▶ WHAT THE TASK ASKS
Convert every line of the items below into a JSON list of strings, one string per line, skipping blank lines. Leave the pictures out of the output.

▼

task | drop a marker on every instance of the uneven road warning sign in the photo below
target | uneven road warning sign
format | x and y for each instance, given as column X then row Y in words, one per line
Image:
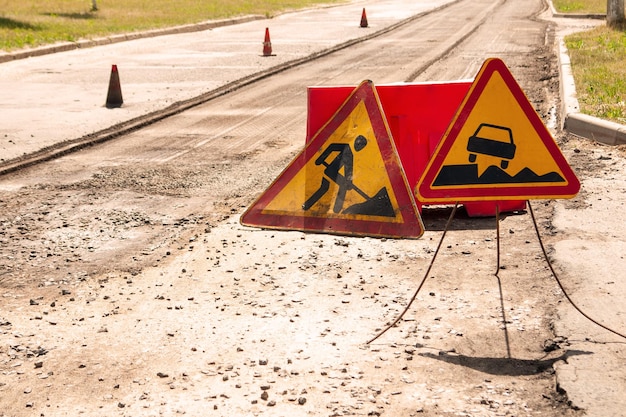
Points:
column 347, row 180
column 496, row 148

▲

▶ WORKED ANSWER
[
  "task | drop a marker on every instance of the uneven road warning sign in the photo below",
  "target | uneven road warning sign",
  "format | x and y for each instance, given as column X then row Y in words, one per line",
  "Image:",
  "Points:",
  "column 347, row 180",
  "column 496, row 148"
]